───── EXTRACT TO READ
##  Multi Layer Perceptron practice  for satellite images

It requires some codes, we are going to step over it slowly so that you will know how to create your own models in the future.

The steps you are going to cover in this tutorial are as follows:
- Load libraries
- Load Data
- Define Model
- Compile Model
- Fit Model
- Evaluate Model

**Load necessary libraries**

Mount google drive

In [0]:
from google.colab import drive
drive.mount('/content/drive')

In [0]:
import os
os.chdir('/content/drive/My Drive/FOSS4G_Kansai/')

In [0]:
# ignore annoying warnings
import warnings
warnings.filterwarnings('ignore')

We use Keras for this practice

In [0]:
import numpy as np
import keras
from keras.models import Sequential
from keras.layers import Activation, Dense
model = Sequential()

**Load the prepared data**

In [0]:
x_train,y_train = np.load('./dataset/isprs_vaihingen/train/patches/image.npy'),np.load('./dataset/isprs_vaihingen/train/patches/label.npy')
x_test,y_test = np.load('./dataset/isprs_vaihingen/val/patches/image.npy'),np.load('./dataset/isprs_vaihingen/val/patches/label.npy')

In [0]:
print (x_train.shape)

In [0]:
from keras import backend as K
print (K.image_data_format())

In [0]:
print (int(y_train.max()))

In [0]:
num_classes = 5
channel = x_train.shape[-1]
print (channel)
──────────
#### [REQUIRED ACTIONS]
1: In the satellite image tutorial, what value is assigned to num_classes?
2: Continue the satellite image tutorial, starting right after its last code block.
───── DATASET EXTRACT
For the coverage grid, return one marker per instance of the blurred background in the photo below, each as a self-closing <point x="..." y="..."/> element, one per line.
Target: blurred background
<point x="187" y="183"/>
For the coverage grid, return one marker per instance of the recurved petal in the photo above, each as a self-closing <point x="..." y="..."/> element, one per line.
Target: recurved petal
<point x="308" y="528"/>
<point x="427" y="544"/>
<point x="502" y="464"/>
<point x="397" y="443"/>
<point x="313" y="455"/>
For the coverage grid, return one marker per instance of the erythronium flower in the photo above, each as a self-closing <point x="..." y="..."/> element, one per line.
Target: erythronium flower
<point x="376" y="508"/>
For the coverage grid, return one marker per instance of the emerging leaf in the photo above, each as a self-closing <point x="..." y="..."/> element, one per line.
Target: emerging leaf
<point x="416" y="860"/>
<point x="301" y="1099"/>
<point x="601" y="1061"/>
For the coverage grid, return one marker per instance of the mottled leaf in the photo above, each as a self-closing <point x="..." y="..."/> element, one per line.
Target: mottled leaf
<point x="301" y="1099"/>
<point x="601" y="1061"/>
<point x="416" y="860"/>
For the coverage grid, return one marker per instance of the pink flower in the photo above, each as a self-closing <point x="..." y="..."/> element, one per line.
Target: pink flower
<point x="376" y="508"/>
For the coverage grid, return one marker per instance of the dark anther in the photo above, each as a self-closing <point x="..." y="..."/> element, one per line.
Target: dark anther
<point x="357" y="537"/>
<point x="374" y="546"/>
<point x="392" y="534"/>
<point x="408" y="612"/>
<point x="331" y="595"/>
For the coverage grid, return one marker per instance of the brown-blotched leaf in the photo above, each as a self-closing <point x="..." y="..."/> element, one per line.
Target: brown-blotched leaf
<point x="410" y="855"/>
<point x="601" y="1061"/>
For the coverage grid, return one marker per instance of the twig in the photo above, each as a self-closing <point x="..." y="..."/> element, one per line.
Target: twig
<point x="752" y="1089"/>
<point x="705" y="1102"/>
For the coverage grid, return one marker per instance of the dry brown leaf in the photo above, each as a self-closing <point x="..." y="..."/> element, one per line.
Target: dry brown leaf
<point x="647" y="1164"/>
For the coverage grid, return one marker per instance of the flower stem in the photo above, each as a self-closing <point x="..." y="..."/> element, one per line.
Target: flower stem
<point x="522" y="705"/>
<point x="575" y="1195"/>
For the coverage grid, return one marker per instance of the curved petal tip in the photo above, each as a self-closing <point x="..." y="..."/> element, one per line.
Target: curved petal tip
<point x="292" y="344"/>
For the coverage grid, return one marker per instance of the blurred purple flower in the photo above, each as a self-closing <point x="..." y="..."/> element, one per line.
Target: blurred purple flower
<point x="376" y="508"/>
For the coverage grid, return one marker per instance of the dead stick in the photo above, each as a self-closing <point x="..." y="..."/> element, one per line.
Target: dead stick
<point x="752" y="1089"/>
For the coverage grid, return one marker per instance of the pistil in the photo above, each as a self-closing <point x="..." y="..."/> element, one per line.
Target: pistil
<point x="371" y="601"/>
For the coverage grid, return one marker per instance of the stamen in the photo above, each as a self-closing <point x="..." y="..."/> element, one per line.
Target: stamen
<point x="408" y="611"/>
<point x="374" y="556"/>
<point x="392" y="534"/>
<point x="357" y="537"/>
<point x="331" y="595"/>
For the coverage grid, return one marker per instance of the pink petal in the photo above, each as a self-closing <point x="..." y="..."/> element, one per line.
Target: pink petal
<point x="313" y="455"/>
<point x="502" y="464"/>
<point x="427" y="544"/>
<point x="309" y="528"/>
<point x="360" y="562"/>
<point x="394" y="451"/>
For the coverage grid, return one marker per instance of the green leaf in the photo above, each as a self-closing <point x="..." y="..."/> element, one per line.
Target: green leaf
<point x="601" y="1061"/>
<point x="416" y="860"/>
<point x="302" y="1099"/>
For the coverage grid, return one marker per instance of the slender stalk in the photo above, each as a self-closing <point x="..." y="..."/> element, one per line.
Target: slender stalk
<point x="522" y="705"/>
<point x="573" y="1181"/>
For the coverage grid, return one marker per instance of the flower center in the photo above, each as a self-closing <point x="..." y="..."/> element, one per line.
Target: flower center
──────────
#### [THE ANSWERS]
1: 5

2:
Reshape the image patches to 1D vector for pixelwise perceptron learning

In [0]:
x_train = x_train.reshape(x_train.shape[0]*x_train.shape[1]*x_train.shape[2],x_train.shape[3])
x_test = x_test.reshape(x_test.shape[0]*x_test.shape[1]*x_test.shape[2],x_test.shape[3])

In [0]:
print (x_train.shape)

In [0]:
y_train = y_train.reshape(y_train.shape[0]*y_train.shape[1]*y_train.shape[2])
y_test = y_test.reshape(y_test.shape[0]*y_test.shape[1]*y_test.shape[2])

In [0]:
print (y_train.shape)

**One-hot encoding** it is convinient to transfer categorical features to numerical  variables 

Plot one sample using matplotlib

In [0]:
y_tra = keras.utils.to_categorical(y_train, num_classes)
y_tes = keras.utils.to_categorical(y_test, num_classes)

In [0]:
print(y_tra.shape)

In [0]:
print(y_tra[0,])

**Define a model**

In [0]:
model = Sequential()
model.add(Dense(16, input_dim=(3), activation='relu'))
model.add(Dense(8, activation='relu'))
model.add(Dense(num_classes, activation='softmax'))
model.summary()

You already aware about Dense layers which is a fully connected layer. Now let us see what is **Activation functions** ?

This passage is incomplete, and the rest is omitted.